What you will do: Copy out every one of the lines below word for word, leaving nothing out.

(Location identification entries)
------------

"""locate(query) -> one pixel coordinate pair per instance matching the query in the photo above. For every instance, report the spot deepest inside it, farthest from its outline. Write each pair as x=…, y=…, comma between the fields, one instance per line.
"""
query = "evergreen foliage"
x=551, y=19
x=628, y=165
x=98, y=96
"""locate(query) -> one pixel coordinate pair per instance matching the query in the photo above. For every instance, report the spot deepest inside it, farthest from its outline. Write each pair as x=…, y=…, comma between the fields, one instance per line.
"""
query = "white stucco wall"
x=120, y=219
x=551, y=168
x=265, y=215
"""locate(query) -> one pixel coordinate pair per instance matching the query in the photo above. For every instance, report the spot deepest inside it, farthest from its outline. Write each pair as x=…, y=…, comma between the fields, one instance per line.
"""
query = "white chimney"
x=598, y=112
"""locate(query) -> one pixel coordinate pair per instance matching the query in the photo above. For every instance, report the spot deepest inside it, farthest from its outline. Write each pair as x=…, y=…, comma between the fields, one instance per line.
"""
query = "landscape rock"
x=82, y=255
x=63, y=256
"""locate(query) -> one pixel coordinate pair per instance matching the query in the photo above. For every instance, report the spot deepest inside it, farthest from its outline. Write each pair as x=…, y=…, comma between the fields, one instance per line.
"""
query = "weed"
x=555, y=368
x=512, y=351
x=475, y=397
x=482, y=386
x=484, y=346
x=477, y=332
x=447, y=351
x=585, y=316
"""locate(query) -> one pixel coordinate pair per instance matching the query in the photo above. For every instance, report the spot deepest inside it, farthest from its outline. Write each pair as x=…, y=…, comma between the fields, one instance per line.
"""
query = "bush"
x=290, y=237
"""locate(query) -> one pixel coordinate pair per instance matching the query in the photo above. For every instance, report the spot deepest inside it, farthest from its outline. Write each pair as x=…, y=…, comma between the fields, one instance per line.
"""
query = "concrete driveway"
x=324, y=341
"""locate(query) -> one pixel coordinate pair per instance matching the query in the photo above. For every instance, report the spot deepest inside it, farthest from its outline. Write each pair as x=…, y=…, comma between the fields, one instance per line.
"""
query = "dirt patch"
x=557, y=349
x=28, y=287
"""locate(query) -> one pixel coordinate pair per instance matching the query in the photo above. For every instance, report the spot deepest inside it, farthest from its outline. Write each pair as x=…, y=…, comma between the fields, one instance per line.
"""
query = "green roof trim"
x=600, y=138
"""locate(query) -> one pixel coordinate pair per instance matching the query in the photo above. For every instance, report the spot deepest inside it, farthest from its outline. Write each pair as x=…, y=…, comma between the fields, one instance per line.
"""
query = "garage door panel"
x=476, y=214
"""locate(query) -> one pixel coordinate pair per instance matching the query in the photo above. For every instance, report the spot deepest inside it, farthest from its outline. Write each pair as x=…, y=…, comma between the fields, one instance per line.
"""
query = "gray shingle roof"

------------

Task response:
"""locate(query) -> one pixel coordinate pair per instance matching the query in the photo above. For every instance, report the spot deepest inside it, farthest from its outline. Write each pair as x=…, y=…, comma between the fields, one instance per line.
"""
query = "evergreen foliage"
x=551, y=19
x=628, y=165
x=98, y=96
"""locate(query) -> one pixel coordinate pair per instance matching the query in the photo above. For every instance, report the spot deepest inside it, farthest from its outline. Write each pair as x=…, y=…, comma between the fields, one instance per line.
"""
query = "white stucco wall"
x=120, y=219
x=551, y=168
x=265, y=215
"""locate(query) -> one pixel coordinate pair per instance matching the query in the photo above. For every instance, report the spot deepest inside it, farthest from its outline. Write each pair as x=…, y=…, comma between the fields, one instance per line.
"""
query = "white chimney"
x=598, y=112
"""locate(query) -> one pixel coordinate pair per instance matching the query in the photo above. For every instance, report the spot deepest inside it, farthest from its outline. Write each pair as x=…, y=…, comma between the fields, one instance per line.
"""
query = "landscape rock"
x=82, y=255
x=63, y=256
"""locate(query) -> one pixel coordinate pair per instance matching the query in the photo above. For every instance, report the spot deepest inside it, farthest from its outline. Write each pair as x=…, y=…, comma between the fields, one instance per line.
"""
query = "weed"
x=555, y=368
x=512, y=351
x=475, y=397
x=482, y=386
x=484, y=346
x=477, y=332
x=447, y=351
x=585, y=316
"""locate(query) -> one pixel coordinate pair per instance matching the query in the photo above. For every instance, report the spot deepest inside it, farthest from its outline. Write each pair as x=…, y=…, comma between the fields, one instance per line.
"""
query = "bush"
x=290, y=237
"""locate(query) -> one pixel coordinate pair per instance matching the query in the photo above. For every instance, report the spot deepest inside it, farthest from its outline. Write each pair as x=…, y=…, comma between the fields, one instance per line.
"""
query = "concrete driveway"
x=324, y=341
"""locate(query) -> one pixel coordinate pair per instance matching the query in the photo above. For every instance, report the spot deepest inside it, farthest from its outline. Write each pair as x=…, y=…, comma between the fields, one instance per line.
"""
query = "dirt patch"
x=557, y=349
x=28, y=287
"""locate(query) -> one pixel coordinate pair per instance matching the query in the photo above. For every instance, report the spot deepest inside it, farthest from its outline. Write each pair as x=…, y=…, comma between the fields, one instance per line.
"""
query = "green roof trim"
x=600, y=138
"""locate(query) -> one pixel coordinate pair per instance matching the query in the photo above. For every instance, report the spot deepest inside it, farthest from its outline. Write each pair as x=…, y=…, comma between the fields, one instance per line.
"""
query = "garage door panel"
x=476, y=214
"""locate(query) -> one pixel coordinate pair per instance matching the query in the photo above. For every instance, report the spot deepest inside it, farthest from its outline. Write each pair as x=…, y=…, comma between the fields, one instance per line.
"""
query = "gray shingle roof"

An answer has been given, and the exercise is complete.